Task goal
Output every item below verbatim, reproducing each line without alteration.

(Position identification records)
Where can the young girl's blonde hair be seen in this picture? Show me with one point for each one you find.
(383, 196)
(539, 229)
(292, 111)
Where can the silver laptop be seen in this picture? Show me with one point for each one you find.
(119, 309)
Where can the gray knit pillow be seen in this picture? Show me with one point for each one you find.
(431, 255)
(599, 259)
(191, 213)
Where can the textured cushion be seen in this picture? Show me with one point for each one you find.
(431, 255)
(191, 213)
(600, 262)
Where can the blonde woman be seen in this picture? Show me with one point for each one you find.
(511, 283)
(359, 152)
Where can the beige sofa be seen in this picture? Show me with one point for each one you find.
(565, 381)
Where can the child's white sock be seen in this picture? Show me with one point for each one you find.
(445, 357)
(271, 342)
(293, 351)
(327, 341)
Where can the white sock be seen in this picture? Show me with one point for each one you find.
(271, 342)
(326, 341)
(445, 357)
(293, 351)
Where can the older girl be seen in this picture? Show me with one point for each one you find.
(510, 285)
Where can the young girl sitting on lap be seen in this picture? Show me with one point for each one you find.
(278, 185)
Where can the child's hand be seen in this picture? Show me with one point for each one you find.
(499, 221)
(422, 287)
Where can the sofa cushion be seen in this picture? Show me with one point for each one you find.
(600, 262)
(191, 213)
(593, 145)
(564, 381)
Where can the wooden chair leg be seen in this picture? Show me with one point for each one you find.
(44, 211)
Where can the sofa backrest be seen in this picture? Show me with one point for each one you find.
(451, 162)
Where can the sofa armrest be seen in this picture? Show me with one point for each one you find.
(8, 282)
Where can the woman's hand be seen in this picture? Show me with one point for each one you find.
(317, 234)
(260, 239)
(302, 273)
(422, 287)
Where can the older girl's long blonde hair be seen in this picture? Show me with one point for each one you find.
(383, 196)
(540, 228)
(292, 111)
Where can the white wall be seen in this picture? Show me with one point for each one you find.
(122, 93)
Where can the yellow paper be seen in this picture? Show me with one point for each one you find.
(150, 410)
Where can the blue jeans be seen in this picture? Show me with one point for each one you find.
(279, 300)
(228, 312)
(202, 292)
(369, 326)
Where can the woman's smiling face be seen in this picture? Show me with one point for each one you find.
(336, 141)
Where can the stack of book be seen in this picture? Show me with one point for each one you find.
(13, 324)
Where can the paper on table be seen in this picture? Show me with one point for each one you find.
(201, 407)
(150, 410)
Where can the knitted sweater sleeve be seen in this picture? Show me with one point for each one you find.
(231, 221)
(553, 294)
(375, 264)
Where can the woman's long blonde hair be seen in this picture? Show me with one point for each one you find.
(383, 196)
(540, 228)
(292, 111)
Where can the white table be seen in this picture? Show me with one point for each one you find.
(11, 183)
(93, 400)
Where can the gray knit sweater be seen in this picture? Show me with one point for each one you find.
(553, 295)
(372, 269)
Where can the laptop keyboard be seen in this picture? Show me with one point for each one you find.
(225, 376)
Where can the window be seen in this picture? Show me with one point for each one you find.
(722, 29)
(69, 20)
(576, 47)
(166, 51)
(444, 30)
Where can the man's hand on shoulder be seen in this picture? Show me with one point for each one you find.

The answer
Where can the young girl's blonde hair be seen in this picture? Show me with one point for each one you find.
(383, 196)
(539, 229)
(292, 111)
Where can the silver laptop be seen in this picture? Show me with one point for each one you find.
(119, 309)
Where can the gray knit pillow be seen in this picture? Show me with one point for each one you find.
(431, 255)
(599, 259)
(191, 213)
Where can the textured cushion be seen in this picture? Show me with one point for each one you find.
(431, 255)
(191, 213)
(600, 262)
Where can the blonde woman be seen in this picture? Show me with one point for each one you find.
(511, 283)
(359, 152)
Where can the beige sofa be seen in this picture? Show me with one point for each one you find.
(565, 381)
Where can the child's white sock be seen in this picture? Show me with one point for each one you find.
(445, 357)
(271, 342)
(293, 351)
(327, 341)
Where can the white sock be seen in this picture? Show me with one point for each one you find.
(271, 342)
(326, 341)
(445, 357)
(293, 351)
Where can the older girl be seen in this picture? Show me with one point for each one you find.
(510, 285)
Where can the young girl sitting on lap be seen in this picture? Show me with one point for each one you find.
(278, 185)
Where can the child's hand be seen in this picture? Show me with one point for each one you find.
(499, 221)
(422, 287)
Where can the sofa cushion be seen in this picture? Show me with one point for each one you find.
(600, 262)
(191, 213)
(593, 145)
(564, 381)
Where can the wooden chair leg be seen in this picture? Show me with one point for each one you find.
(44, 211)
Where can the sofa backrest be seen in this picture? Show me with one point for each one you find.
(451, 162)
Where can the sofa armrest be seen in this picture? Show me with one point for each one you find.
(8, 282)
Where can the woman's hand be seen in this picture? Show me with one point for each one you find.
(317, 234)
(260, 239)
(302, 273)
(422, 287)
Where can the older girl's long blonde hair be seen in this picture? Show me with one point for each one you find.
(383, 196)
(540, 228)
(292, 111)
Where can the white wall be seen in this picture? Show me with one point for each one you find.
(122, 93)
Where can the yellow paper be seen in this picture? Show me with one point for each one you find.
(150, 410)
Where can the blue jeans be seen in this picture? Show me with one point for each one you find.
(279, 300)
(228, 312)
(202, 292)
(369, 326)
Where can the woman's smiling face be seen in this picture? Show me with one point for each one you find.
(336, 141)
Where can the stack of book be seen in this picture? Show me with one point for each one you find.
(13, 324)
Where can the paper on table be seen in this picture? Show me with one point for each one you find.
(201, 407)
(150, 410)
Where can the knitted sweater sleeve be seen in this picture? Show me with one point for each one you find.
(231, 221)
(553, 294)
(375, 264)
Where can the woman's long blonde hair be seen in this picture? Show me with one point for each one you find.
(383, 196)
(540, 228)
(292, 111)
Where can the white table be seen in this picture? Show me with one point for each one you find.
(11, 183)
(93, 400)
Where can the gray knit sweater be seen in this picture? Show me with one point for each one you find.
(553, 295)
(372, 269)
Where can the laptop keyboard be seen in this picture? Show me with one point for each one you find.
(225, 376)
Where can the window be seen in this picture? Show me with one point for each one you find.
(722, 29)
(69, 20)
(576, 47)
(166, 51)
(444, 30)
Where can the man's hand on shoulder be seen in this picture? Show me with one point for each one you find.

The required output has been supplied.